**Goal of the exercise:** Count the lines of the records that contain the string "window", treating uppercase and lowercase as different, and give only that number.

─── Provided records ───

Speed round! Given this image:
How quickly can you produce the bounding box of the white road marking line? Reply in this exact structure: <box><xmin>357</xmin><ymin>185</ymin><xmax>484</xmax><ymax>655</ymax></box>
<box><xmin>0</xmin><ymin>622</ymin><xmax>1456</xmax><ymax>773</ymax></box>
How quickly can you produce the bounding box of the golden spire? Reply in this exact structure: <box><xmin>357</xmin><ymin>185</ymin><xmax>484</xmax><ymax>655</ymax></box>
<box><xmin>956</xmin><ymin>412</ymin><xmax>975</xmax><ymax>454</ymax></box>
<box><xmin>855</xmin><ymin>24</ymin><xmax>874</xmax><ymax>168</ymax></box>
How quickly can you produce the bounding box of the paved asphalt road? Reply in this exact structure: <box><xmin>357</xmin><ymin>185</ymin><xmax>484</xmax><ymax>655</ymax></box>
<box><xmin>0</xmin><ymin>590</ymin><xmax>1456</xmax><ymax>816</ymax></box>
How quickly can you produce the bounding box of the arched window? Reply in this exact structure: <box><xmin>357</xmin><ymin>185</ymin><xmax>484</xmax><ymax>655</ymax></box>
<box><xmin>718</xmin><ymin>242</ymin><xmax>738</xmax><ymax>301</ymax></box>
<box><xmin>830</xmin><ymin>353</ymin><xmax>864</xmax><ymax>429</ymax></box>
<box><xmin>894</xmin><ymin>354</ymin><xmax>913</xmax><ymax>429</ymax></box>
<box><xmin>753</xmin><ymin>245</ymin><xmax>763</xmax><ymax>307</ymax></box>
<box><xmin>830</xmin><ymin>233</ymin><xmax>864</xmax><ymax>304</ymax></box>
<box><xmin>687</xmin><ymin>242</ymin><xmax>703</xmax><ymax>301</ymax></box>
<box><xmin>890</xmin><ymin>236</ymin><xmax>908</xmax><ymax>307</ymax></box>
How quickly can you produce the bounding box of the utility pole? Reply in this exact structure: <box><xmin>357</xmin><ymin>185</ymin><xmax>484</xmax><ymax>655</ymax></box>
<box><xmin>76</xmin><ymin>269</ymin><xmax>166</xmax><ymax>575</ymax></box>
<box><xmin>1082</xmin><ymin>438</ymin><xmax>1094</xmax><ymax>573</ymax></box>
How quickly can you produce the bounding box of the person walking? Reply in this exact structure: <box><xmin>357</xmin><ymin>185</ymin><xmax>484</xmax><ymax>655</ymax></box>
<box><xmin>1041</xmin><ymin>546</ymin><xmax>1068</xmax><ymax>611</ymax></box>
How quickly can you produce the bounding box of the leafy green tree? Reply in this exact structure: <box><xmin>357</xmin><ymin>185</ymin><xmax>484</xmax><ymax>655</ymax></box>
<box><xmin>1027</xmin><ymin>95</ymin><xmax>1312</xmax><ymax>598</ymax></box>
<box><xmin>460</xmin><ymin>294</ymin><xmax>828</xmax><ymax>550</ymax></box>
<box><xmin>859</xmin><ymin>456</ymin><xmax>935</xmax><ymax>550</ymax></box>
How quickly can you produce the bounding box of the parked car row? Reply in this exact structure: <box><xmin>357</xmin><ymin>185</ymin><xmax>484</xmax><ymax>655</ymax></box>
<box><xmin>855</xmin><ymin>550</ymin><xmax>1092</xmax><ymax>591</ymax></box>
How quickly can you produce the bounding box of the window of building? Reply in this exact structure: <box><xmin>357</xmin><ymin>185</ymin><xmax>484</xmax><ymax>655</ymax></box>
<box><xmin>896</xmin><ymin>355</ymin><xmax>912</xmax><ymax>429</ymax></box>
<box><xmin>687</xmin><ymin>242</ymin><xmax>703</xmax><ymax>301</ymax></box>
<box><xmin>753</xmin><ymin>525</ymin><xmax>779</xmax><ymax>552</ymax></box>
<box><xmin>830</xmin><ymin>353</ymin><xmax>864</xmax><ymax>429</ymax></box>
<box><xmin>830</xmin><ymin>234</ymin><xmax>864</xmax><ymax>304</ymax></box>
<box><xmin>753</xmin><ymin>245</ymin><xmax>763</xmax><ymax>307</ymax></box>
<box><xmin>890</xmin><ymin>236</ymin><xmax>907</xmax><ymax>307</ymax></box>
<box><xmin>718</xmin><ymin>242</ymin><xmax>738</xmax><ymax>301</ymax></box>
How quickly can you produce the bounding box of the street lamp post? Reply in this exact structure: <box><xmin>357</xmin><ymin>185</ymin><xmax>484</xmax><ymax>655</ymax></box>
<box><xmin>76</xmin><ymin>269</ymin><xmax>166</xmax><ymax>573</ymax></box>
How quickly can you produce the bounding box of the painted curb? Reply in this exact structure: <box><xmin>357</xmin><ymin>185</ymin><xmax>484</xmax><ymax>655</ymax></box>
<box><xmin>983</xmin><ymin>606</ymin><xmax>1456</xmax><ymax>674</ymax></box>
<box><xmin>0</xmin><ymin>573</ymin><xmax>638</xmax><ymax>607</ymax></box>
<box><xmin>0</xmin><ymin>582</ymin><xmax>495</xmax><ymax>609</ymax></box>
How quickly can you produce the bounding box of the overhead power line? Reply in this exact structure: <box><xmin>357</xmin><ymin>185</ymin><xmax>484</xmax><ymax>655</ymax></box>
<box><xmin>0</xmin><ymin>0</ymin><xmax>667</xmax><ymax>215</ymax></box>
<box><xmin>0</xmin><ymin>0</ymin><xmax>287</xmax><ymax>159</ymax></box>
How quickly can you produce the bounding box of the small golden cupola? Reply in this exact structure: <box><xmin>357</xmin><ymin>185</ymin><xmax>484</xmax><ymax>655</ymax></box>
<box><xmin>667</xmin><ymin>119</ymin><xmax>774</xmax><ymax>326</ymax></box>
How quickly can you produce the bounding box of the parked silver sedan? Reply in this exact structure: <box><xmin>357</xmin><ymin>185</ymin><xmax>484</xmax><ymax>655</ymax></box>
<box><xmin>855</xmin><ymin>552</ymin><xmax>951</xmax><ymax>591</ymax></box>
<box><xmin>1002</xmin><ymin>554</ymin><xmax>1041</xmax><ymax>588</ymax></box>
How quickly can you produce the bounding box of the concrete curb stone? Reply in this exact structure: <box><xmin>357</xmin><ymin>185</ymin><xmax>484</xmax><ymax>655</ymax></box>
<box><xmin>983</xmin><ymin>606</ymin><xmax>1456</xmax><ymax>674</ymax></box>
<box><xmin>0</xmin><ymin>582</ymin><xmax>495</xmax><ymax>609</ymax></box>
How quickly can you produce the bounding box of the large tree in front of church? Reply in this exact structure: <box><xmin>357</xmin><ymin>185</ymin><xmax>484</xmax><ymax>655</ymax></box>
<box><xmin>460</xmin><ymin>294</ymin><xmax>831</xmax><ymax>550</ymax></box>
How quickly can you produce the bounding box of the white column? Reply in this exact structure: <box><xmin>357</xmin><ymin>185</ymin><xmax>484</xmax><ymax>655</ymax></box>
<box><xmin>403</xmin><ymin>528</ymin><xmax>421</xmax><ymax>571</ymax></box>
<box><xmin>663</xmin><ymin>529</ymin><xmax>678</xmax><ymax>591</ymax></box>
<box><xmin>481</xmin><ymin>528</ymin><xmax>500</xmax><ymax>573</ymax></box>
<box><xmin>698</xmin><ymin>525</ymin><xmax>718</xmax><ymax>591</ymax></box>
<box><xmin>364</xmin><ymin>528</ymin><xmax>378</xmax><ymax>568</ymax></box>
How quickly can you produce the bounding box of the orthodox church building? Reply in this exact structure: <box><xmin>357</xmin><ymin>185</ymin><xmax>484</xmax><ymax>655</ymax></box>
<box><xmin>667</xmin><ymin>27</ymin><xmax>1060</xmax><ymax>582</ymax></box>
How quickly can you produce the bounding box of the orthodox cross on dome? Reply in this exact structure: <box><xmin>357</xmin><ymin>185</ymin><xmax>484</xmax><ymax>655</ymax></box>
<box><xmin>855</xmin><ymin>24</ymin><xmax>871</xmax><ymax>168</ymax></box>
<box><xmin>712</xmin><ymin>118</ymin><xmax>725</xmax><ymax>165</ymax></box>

───
─── Provided records ───

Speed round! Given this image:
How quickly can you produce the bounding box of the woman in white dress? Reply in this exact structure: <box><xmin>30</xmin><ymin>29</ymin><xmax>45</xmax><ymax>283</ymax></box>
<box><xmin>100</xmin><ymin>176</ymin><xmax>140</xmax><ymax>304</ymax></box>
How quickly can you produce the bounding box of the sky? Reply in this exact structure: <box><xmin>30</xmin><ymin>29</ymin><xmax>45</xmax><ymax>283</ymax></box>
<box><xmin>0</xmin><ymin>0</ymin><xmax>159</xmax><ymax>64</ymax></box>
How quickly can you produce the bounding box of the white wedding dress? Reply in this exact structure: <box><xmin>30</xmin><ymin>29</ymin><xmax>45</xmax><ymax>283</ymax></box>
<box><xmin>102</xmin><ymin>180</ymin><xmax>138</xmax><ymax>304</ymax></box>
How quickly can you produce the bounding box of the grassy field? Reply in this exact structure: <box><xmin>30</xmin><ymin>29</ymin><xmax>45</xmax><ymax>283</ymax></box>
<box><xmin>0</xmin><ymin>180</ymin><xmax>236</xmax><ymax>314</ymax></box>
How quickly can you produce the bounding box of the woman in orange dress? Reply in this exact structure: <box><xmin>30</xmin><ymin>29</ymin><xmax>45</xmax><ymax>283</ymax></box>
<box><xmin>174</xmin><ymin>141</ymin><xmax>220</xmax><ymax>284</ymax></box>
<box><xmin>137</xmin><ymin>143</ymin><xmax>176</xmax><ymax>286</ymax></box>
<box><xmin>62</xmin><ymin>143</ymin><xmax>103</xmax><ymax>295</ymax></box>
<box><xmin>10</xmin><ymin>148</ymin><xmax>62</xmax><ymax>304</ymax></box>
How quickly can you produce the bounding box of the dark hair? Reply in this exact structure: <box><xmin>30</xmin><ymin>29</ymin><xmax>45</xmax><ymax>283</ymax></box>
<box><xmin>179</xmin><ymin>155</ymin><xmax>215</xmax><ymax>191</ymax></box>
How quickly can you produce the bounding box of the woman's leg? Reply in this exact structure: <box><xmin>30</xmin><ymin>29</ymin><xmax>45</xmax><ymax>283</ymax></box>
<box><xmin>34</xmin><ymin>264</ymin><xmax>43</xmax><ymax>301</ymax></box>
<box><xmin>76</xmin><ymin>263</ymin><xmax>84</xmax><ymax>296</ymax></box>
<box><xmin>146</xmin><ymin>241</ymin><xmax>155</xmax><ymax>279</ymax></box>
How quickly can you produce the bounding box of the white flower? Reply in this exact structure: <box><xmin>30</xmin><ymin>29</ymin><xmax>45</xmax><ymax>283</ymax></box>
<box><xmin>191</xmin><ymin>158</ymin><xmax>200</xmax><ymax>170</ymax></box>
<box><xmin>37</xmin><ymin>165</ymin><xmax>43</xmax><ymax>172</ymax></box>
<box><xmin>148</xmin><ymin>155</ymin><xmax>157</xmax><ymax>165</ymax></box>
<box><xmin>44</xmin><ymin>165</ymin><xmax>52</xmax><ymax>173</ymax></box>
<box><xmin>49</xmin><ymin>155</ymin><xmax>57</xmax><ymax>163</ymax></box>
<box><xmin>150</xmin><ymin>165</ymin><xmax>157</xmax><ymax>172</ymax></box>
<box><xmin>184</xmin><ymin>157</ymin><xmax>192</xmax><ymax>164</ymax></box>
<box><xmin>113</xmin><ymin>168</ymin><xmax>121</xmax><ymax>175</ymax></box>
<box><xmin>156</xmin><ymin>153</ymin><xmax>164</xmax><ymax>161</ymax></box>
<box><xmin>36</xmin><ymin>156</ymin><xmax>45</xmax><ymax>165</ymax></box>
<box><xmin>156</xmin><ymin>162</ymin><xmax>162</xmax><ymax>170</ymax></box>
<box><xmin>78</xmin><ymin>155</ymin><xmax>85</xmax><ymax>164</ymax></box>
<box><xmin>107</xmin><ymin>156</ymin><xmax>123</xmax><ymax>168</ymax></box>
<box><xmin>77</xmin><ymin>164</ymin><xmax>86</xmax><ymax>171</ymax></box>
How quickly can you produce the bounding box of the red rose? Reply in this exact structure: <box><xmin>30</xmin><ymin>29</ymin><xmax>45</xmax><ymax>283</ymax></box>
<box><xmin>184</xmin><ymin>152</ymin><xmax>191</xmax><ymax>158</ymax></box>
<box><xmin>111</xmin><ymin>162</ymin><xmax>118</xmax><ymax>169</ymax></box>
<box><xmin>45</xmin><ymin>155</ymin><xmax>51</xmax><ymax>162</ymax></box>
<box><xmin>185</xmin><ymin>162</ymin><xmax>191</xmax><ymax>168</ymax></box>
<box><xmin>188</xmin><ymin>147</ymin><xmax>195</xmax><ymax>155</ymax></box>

───

**Task output:** 2